WHAT IS EXPECTED> Your output must match the records exactly, line for line.

(Dataset entries)
Content starts

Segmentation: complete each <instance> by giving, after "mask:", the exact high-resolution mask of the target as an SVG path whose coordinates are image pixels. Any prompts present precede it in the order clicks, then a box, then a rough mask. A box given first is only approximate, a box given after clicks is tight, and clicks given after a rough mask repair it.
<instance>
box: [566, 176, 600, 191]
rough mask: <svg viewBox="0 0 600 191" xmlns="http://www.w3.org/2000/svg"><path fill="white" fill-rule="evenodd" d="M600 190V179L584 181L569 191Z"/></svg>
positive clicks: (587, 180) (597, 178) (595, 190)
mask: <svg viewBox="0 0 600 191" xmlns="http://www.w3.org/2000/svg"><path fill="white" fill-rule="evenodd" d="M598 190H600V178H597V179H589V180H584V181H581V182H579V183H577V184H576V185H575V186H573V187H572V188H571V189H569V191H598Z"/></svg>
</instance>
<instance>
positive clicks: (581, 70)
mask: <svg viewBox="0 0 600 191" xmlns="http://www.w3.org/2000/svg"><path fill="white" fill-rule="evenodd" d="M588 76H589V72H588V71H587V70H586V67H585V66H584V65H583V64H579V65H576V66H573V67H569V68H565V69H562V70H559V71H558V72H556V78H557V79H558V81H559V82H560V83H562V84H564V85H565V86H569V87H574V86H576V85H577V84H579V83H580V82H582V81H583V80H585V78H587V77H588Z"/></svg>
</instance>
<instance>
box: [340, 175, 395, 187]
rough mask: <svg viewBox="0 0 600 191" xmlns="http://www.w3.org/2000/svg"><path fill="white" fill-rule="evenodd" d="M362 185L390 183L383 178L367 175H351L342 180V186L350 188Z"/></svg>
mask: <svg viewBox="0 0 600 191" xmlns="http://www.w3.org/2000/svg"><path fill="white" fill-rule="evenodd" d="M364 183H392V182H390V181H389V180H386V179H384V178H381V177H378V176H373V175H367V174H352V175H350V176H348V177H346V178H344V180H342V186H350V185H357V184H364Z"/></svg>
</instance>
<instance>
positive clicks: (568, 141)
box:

Content ends

SOLVED EXERCISE>
Segmentation: complete each <instance> by giving, after "mask:", the exact high-resolution mask of the target as an SVG path whose coordinates are image pixels. Any prompts present precede it in the order clicks, then a box, then a rough mask. A box given first is only approximate, a box given after clicks is tight, and clicks given after a rough mask repair it.
<instance>
box: [566, 176, 600, 191]
rough mask: <svg viewBox="0 0 600 191" xmlns="http://www.w3.org/2000/svg"><path fill="white" fill-rule="evenodd" d="M600 190V179L584 181L569 191Z"/></svg>
positive clicks: (587, 180) (597, 178) (595, 190)
mask: <svg viewBox="0 0 600 191" xmlns="http://www.w3.org/2000/svg"><path fill="white" fill-rule="evenodd" d="M598 190H600V178H597V179H589V180H584V181H581V182H579V183H577V184H576V185H575V186H573V187H572V188H571V189H569V191H598Z"/></svg>
</instance>
<instance>
positive clicks: (581, 70)
mask: <svg viewBox="0 0 600 191" xmlns="http://www.w3.org/2000/svg"><path fill="white" fill-rule="evenodd" d="M588 76H589V72H588V71H587V70H586V67H585V66H584V65H583V64H579V65H576V66H573V67H569V68H565V69H562V70H559V71H558V72H556V78H557V79H558V81H559V82H560V83H562V84H564V85H565V86H569V87H574V86H576V85H577V84H579V83H580V82H582V81H583V80H585V78H587V77H588Z"/></svg>
</instance>
<instance>
box: [340, 175, 395, 187]
rough mask: <svg viewBox="0 0 600 191" xmlns="http://www.w3.org/2000/svg"><path fill="white" fill-rule="evenodd" d="M362 185L390 183L383 178L367 175H351L342 180V186L350 188Z"/></svg>
mask: <svg viewBox="0 0 600 191" xmlns="http://www.w3.org/2000/svg"><path fill="white" fill-rule="evenodd" d="M364 183H392V182H390V181H389V180H386V179H384V178H381V177H378V176H373V175H367V174H352V175H350V176H348V177H346V178H344V180H342V186H350V185H357V184H364Z"/></svg>
</instance>
<instance>
positive clicks: (568, 141)
box:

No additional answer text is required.